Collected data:
Segment Open
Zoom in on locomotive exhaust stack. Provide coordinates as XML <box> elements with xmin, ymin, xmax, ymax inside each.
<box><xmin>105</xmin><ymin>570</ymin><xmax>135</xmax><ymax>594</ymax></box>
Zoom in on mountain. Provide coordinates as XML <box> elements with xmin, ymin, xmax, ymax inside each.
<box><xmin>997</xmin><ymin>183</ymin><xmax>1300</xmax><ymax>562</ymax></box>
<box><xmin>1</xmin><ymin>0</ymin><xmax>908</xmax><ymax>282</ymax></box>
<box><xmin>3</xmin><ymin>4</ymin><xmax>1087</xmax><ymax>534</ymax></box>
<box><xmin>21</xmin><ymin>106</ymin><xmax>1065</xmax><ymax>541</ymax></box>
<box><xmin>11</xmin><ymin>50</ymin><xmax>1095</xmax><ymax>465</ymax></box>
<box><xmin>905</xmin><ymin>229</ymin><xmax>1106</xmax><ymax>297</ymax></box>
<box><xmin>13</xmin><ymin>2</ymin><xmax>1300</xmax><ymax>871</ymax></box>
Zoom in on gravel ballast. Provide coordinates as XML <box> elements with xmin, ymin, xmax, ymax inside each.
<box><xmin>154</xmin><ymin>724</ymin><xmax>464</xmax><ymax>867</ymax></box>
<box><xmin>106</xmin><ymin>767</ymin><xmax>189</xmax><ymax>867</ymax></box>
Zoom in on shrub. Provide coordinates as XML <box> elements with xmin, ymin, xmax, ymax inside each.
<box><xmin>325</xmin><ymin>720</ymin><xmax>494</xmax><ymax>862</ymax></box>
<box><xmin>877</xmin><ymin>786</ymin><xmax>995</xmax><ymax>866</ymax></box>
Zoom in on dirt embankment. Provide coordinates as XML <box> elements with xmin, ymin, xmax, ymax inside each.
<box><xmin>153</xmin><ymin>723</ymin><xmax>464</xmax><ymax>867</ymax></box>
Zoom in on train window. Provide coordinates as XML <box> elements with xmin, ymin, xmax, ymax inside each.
Segment Closed
WHAT IS EXPECTED: Word for word, restate the entries that appear above.

RESPONSE:
Zoom in on locomotive exhaust stack. Provide coordinates as XML <box> elements with xmin, ymin, xmax, ymax inside each.
<box><xmin>105</xmin><ymin>570</ymin><xmax>135</xmax><ymax>594</ymax></box>
Zoom in on mountain. Provide coordinates as XML <box> elements with xmin, ymin, xmax, ymax inside each.
<box><xmin>997</xmin><ymin>183</ymin><xmax>1300</xmax><ymax>562</ymax></box>
<box><xmin>1</xmin><ymin>0</ymin><xmax>908</xmax><ymax>282</ymax></box>
<box><xmin>3</xmin><ymin>4</ymin><xmax>1087</xmax><ymax>534</ymax></box>
<box><xmin>21</xmin><ymin>106</ymin><xmax>1065</xmax><ymax>541</ymax></box>
<box><xmin>11</xmin><ymin>50</ymin><xmax>1095</xmax><ymax>465</ymax></box>
<box><xmin>905</xmin><ymin>229</ymin><xmax>1106</xmax><ymax>297</ymax></box>
<box><xmin>13</xmin><ymin>2</ymin><xmax>1300</xmax><ymax>871</ymax></box>
Zoom in on gravel ballast. Provide coordinates as XML <box> elements with xmin, ymin, xmax, ymax inside each.
<box><xmin>154</xmin><ymin>724</ymin><xmax>464</xmax><ymax>867</ymax></box>
<box><xmin>106</xmin><ymin>767</ymin><xmax>189</xmax><ymax>867</ymax></box>
Zoom in on shrub. Provide coordinates as XML <box> elements with xmin, ymin, xmax, ymax inside each.
<box><xmin>325</xmin><ymin>720</ymin><xmax>494</xmax><ymax>862</ymax></box>
<box><xmin>877</xmin><ymin>786</ymin><xmax>995</xmax><ymax>866</ymax></box>
Zoom in on dirt embankment. Provide coordinates as XML <box> elements with xmin, ymin, xmax, ymax inside each.
<box><xmin>153</xmin><ymin>723</ymin><xmax>464</xmax><ymax>867</ymax></box>
Zoom in on train window. Provide coordinates as XML <box> elements with xmin, ymin, xmax, ymax inside each.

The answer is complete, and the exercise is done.